**Task statement**.
Please edit all of the material below by replacing "one marker per instance" with "one point per instance" everywhere it appears, changing nothing else. Leave the pictures out of your answer.
^^^^^^^^^^^^^^^^
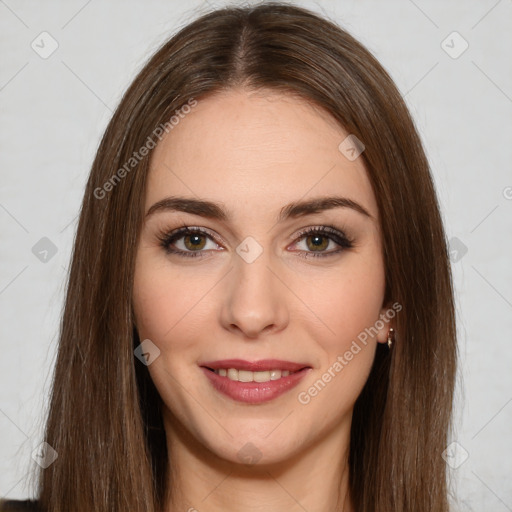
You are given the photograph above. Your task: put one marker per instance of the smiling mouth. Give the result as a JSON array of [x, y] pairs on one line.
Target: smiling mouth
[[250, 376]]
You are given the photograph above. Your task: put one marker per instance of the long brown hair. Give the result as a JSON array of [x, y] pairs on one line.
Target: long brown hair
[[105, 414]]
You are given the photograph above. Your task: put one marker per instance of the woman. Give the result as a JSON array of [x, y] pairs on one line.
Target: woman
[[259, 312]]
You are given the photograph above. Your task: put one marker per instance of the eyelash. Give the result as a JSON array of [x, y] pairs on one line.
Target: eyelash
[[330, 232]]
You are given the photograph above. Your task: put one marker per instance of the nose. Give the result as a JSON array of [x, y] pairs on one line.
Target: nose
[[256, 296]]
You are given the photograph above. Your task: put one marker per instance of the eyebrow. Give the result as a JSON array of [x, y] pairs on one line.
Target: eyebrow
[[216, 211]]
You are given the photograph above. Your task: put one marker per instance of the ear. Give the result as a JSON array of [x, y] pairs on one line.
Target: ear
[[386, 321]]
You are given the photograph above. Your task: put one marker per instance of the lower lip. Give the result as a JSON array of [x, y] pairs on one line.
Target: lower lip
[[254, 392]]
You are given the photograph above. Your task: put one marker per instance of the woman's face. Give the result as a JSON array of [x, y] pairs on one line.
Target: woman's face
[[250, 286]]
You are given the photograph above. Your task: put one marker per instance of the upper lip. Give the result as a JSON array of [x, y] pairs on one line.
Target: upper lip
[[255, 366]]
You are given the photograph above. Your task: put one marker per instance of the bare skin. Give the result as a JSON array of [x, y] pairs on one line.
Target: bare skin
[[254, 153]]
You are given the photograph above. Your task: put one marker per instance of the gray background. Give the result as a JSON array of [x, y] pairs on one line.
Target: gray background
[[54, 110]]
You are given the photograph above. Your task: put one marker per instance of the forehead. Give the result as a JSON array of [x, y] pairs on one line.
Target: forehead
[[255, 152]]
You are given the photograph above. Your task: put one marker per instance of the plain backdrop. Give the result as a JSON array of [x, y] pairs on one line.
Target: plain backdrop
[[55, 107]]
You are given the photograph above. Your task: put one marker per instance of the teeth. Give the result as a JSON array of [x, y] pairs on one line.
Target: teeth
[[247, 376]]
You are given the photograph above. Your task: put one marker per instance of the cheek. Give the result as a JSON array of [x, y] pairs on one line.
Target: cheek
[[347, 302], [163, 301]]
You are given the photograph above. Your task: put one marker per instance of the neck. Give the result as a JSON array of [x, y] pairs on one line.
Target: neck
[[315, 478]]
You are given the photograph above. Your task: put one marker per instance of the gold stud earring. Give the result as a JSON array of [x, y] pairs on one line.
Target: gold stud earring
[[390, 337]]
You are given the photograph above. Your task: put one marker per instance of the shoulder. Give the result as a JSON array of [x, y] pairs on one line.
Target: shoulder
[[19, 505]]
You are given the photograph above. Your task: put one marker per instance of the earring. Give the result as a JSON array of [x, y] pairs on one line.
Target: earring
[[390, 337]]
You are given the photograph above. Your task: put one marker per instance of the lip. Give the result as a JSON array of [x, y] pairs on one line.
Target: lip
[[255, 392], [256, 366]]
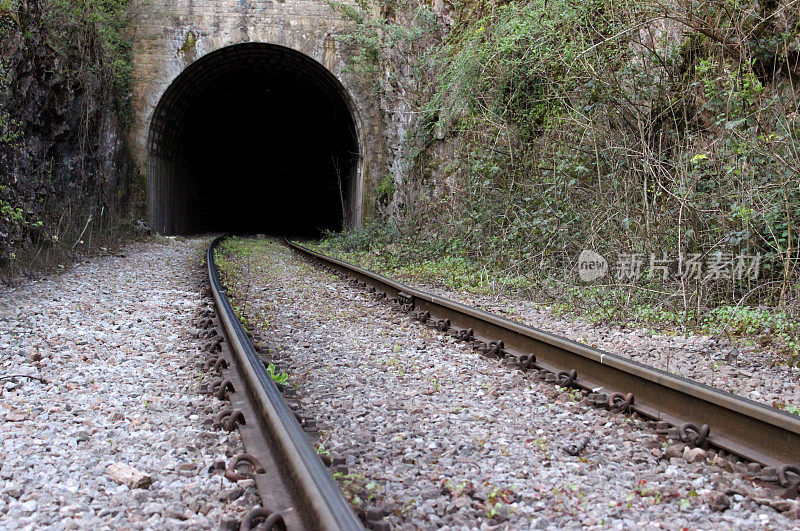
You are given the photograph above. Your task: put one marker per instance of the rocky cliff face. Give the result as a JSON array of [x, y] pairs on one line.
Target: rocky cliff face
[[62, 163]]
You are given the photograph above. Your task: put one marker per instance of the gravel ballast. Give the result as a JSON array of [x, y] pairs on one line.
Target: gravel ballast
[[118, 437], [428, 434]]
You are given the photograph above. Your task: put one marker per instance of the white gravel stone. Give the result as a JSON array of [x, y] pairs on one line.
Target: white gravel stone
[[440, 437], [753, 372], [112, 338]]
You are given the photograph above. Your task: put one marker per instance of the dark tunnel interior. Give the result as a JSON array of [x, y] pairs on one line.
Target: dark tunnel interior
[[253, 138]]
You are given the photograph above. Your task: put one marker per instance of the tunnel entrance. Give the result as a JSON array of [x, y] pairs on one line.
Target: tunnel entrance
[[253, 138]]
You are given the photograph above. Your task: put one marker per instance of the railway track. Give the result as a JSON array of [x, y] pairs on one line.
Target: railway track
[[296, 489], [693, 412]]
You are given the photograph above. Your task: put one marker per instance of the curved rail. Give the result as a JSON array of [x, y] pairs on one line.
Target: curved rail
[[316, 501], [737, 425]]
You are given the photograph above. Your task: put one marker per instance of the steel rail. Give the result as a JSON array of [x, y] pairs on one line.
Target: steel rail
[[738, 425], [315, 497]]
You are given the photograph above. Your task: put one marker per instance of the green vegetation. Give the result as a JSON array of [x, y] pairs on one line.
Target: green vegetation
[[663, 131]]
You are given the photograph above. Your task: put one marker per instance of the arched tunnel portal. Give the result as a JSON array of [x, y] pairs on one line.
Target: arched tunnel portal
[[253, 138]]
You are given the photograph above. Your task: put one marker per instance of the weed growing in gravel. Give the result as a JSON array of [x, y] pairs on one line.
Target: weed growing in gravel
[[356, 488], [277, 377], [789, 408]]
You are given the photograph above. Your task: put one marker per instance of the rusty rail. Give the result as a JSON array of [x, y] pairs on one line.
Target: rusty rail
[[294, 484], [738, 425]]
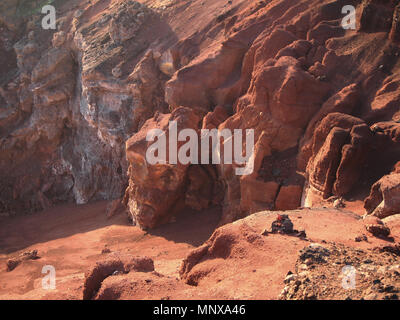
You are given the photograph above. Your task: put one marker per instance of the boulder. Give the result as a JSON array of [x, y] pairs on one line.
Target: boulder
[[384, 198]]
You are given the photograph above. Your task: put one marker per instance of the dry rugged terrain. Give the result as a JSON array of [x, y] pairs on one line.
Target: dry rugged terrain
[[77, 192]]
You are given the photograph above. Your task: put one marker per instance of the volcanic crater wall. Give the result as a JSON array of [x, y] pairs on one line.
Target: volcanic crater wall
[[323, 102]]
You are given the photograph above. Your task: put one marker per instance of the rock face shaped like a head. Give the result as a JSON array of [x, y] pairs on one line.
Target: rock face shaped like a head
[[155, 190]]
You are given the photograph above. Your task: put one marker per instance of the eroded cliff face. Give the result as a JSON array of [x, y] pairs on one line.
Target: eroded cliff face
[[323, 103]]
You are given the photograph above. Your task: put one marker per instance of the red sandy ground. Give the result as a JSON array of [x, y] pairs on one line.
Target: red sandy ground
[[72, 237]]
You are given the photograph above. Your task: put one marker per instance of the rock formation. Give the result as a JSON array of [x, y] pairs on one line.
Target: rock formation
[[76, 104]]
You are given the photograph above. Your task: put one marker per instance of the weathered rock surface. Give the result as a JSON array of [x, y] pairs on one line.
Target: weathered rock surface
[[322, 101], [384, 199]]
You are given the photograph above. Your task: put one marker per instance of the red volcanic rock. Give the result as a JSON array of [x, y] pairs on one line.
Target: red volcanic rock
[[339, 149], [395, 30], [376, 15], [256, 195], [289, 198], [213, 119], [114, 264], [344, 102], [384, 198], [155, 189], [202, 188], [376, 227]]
^^^^^^^^^^^^^^^^
**Response to the task**.
You are given the photograph above. Your task: put one point per instance of the smiling mouth. Give the result as a JSON array of [x, y] pairs on one line.
Target: smiling mouth
[[250, 376]]
You are given the photograph above. Your task: put one point per instance of the long brown hair. Give the result as a JSON array of [x, y] pairs on one line.
Target: long brown hair
[[105, 414]]
You are given the photograph above. Your task: put one point per instance of the woman. Give the result as a JSON array of [x, y] pairs on one line.
Target: woman
[[259, 312]]
You are given the photograph above. Your task: put one point per instance of the eyelash. Give the result as a JSON array of [x, y] pairs on one line.
Target: eyelash
[[330, 232]]
You are given the photograph above. Your task: put one point per instance of the nose. Give the result as a JSON array of [x, y] pairs on one line.
Target: nose
[[256, 296]]
You are given the photograph above. Your task: put one point per instance of the eyebrow. Give the result as a JSON array of [x, y] pairs on one line.
Target: eyebrow
[[216, 211]]
You are given the photograph above. Your task: put one point per instance of the ear. Give the result as a JSON array of [x, y] pairs on one line.
Target: ear
[[386, 321]]
You are given the photograph above. Your task: put one point per instance of the lower lip. Give the result as a JSON array of [x, y] pairs on one line.
Target: lower lip
[[254, 392]]
You are given the photograph above. Your task: put one point per instance of the woman's face. Give the result as a JSON array of [x, y] pairs on one line.
Target: woman's face
[[250, 286]]
You are given the photograph above. Your task: put one point per instance of the upper lip. Give the result as a JSON array of [x, y] pairs on one line.
Target: upper lip
[[255, 366]]
You are given the photograph above. Your task: put one point per instance of the bare skin. Give the result as a JSON array of [x, y] pairs on one line.
Target: bare skin
[[254, 153]]
You are given the photograph above. Your task: put one point per instance of the gray background. Give the result as a JSON array of [x, y] pairs on one line.
Target: gray background
[[54, 110]]
You are given the photograph above. Your task: put one point per instance of the forehead. Give the result as a JSON array of [x, y] pairs on one line.
Target: forehead
[[255, 152]]
You are given the photograph above. Your task: put one point per instance of the plain backdrop. Give the result as a JSON array of [x, y] pairs on one line.
Target: plain backdrop
[[55, 107]]
You are given the photograph above. Your task: put one point per instance of the teeth. Give the result as a JSON array of [x, y] pairs on one line.
Target: teeth
[[247, 376]]
You are given the photograph above. Your task: put one point per instance of the cheek. Give the result as a JSON array of [x, y] pairs on one line.
Target: cheek
[[347, 302], [163, 301]]
You are given the photograph above. Your task: put one point per instance of the neck. Give the result as a JSON array of [x, y] pairs on one line.
Target: neck
[[315, 478]]
You are given the photograph above. Your task: put one point per instance of the gold stud earring. Give the result as a JSON array of [x, y] pairs on one line.
Target: gold stud earring
[[390, 337]]
You are given the photograph above. Your task: put one point per instance of the shoulder. Give the result as a JSON array of [x, y] pairs on one line.
Target: shoulder
[[19, 505]]
You are given the photograph above. Your task: put one point per instance of the earring. Give the result as a JSON array of [x, y] pairs on one line.
Target: earring
[[390, 337]]
You are given the photograph above. Your task: put one point per instance of the lip. Give the result as a JSON array of [x, y] pairs on one line.
Target: lip
[[255, 392], [256, 366]]
You are given the photograph above. Your task: put one point per instance of the rocky cliff face. Give the result as a JSON array of [x, y] pairs on one line.
Target: rocky cliff face
[[62, 163]]
You are given the photograph above. Your task: put one point per instance of the gravel ballast. Give the result as a JSON array of [x, y] pairs on one line.
Target: gravel ballast
[[118, 437], [428, 434]]
You are given the photograph above. Your task: put one point per instance of the white gravel stone. Give the result as a JSON array of [x, y] pairs on one line.
Target: white gravel stone
[[440, 437], [753, 372], [112, 338]]
You are given the photograph above. Your task: put one point per instance of the dark tunnel interior. Give the result as a JSON array of [x, y] pairs on one line.
Target: dark tunnel interior
[[253, 138]]
You are given the photograph above. Your task: put one point per instance of the tunnel entrance. Give the result as a JSON array of [x, y] pairs on one line.
Target: tunnel entrance
[[253, 138]]
You are given the photograph above. Your task: put one point per instance of the railway track. Give the result as a JSON array of [x, y] pairs on one line.
Target: railway track
[[296, 489], [693, 412]]
You are given the photograph above. Your task: put one point per instance of the curved rail. Give the result as a JSON array of [x, y] pairs on one line.
Target: curved rail
[[316, 501], [737, 425]]
You are given the photograph above. Your task: put one point per instance of the steel rail. Give the result as a JSON array of [x, y] pairs on one line.
Target: steel rail
[[738, 425], [315, 497]]
You are given the photograph above. Your task: put one point per instance of the green vegetation. Give the result as a JSON array of [x, y] pairs on one line.
Target: green vegetation
[[663, 131]]
You are given the photograph above. Your task: put one point per instance of the arched tunnel portal. Give the result as a JSON array of [x, y] pairs on one line.
Target: arched tunnel portal
[[253, 138]]
You are given the photograph above. Your task: put one point per instance of the weed growing in gravel. Give the result as a JSON array of [x, y] pairs on one line.
Target: weed growing in gravel
[[356, 488], [277, 377], [789, 408]]
You are given the photograph above. Your task: put one point per instance of the rusty rail. Give the result as a JSON array of [x, y] pairs on one line.
Target: rusty rail
[[294, 484], [738, 425]]
You are given the photograph above. Your task: put one point per instance of the boulder. Give the result as a JSON array of [x, y] pairs on one line.
Target: boulder
[[384, 198]]
You are given the photograph above. Your task: put one point per instance of the dry rugged terrain. Give the result as a JSON array of [x, y] pairs on one line.
Target: dry rugged terrain
[[77, 192]]
You are given the photograph above. Your task: put one point per instance of the volcanic crater wall. Give the result as a JSON array of [x, y] pairs on one line.
Target: volcanic crater wall
[[323, 102]]
You are given the photograph above. Your task: put one point per instance of the rock face shaped like a head. Give the result as a JSON array of [x, y] pairs on one line.
Target: rock face shaped like a head
[[155, 190]]
You are given the photograph above. Your task: put one point per instance of the eroded cliff face. Give the result as a JSON array of [x, y] pairs on one line.
Target: eroded cliff face
[[323, 103]]
You are given the photograph above. Your task: put one point per instance of the red sandy ground. Give the result as a JSON array of [x, y] pairs on one line.
Target: red sandy ground
[[72, 237]]
You are given the photograph above. Your task: put one point per instance of the rock formation. Give the result as a JSON array of [x, y] pairs on one line.
Target: rock formation
[[76, 104]]
You are given the photograph above. Your task: put one point per instance of the weathered rock surface. Give the result as a JSON array of [x, y] pairs on one line.
Target: weathered rock surface
[[322, 101], [384, 199]]
You are given the photograph above. Your task: put one point per instance of the red volcanic rock. Give the result as a JSON array of [x, y] pairs on one line.
Target: red volcanic rock
[[339, 149], [395, 30], [376, 15], [256, 195], [289, 198], [213, 119], [114, 264], [344, 102], [384, 198], [155, 189], [202, 188], [376, 227]]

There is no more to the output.